▸ Problem: Copy the lines of the entries below, starting at the line that contains "helmet in the image above." and ending at the end of the entries, with both ends included. In the answers, multiply every pixel corner coordinate by 2.3 and round to whole numbers, with halves rounding up. Leave all other lines unchanged, including the JSON format samples.

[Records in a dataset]
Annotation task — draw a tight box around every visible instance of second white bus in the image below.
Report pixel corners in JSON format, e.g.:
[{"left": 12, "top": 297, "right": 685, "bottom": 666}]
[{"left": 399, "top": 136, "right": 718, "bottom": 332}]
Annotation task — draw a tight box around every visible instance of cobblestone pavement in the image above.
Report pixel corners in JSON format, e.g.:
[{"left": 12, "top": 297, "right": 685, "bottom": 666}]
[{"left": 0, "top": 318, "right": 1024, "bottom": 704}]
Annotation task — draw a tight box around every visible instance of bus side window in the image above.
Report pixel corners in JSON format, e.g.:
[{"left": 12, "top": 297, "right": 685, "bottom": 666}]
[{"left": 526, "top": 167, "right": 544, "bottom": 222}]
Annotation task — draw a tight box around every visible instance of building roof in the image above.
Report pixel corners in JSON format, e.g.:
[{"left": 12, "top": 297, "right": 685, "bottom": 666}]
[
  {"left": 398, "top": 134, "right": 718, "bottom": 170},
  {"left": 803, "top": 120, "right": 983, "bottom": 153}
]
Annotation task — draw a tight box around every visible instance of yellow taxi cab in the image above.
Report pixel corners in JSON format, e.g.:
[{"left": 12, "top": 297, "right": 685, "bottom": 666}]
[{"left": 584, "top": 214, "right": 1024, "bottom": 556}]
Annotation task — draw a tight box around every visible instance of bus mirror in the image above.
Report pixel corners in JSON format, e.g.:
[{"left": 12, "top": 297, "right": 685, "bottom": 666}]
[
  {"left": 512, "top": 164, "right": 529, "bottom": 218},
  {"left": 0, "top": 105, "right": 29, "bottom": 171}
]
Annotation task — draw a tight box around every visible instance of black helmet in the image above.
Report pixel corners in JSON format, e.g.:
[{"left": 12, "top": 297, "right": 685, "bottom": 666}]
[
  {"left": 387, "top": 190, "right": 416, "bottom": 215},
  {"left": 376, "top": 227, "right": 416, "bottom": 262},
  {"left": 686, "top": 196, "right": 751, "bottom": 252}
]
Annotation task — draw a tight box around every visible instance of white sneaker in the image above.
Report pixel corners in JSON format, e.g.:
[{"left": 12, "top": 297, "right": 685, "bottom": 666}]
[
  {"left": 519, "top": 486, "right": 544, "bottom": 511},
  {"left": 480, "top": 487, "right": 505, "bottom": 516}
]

▸ Task result:
Annotation task — draw a tight box around every visible instance of black helmet in the image above.
Report pixel corners in JSON format, e.g.:
[{"left": 12, "top": 297, "right": 685, "bottom": 666}]
[
  {"left": 890, "top": 437, "right": 957, "bottom": 495},
  {"left": 865, "top": 522, "right": 957, "bottom": 603},
  {"left": 1578, "top": 451, "right": 1727, "bottom": 580}
]
Annotation task — draw a tight box around every visible instance of white sneaker in the image above.
Report pixel corners in JSON format, e.g.:
[{"left": 12, "top": 297, "right": 685, "bottom": 666}]
[
  {"left": 1194, "top": 1118, "right": 1251, "bottom": 1175},
  {"left": 1104, "top": 1120, "right": 1162, "bottom": 1187}
]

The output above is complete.